> [EXERCISE BRIEF] Copy each of the following items line for line, without changing a character.

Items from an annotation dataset
##########

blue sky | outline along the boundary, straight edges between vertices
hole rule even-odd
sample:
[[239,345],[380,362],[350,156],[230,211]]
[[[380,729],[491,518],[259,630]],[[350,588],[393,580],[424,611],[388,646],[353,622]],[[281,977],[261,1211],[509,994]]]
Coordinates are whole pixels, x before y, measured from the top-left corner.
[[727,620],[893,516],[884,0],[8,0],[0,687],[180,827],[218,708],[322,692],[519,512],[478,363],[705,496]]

##########

> [EXERCISE OUTPUT]
blue sky | outline along the boundary, straight edges between vertices
hole rule even-odd
sample:
[[239,345],[380,362],[350,156],[230,211]]
[[[380,729],[491,518],[259,630]],[[350,588],[393,580],[424,611],[388,646],[353,622]],[[281,977],[261,1211],[509,994]]]
Coordinates are whole pixels, x before y, measured from the top-left corner.
[[727,620],[893,516],[884,0],[8,0],[0,687],[180,827],[218,708],[322,692],[519,512],[478,363],[705,496]]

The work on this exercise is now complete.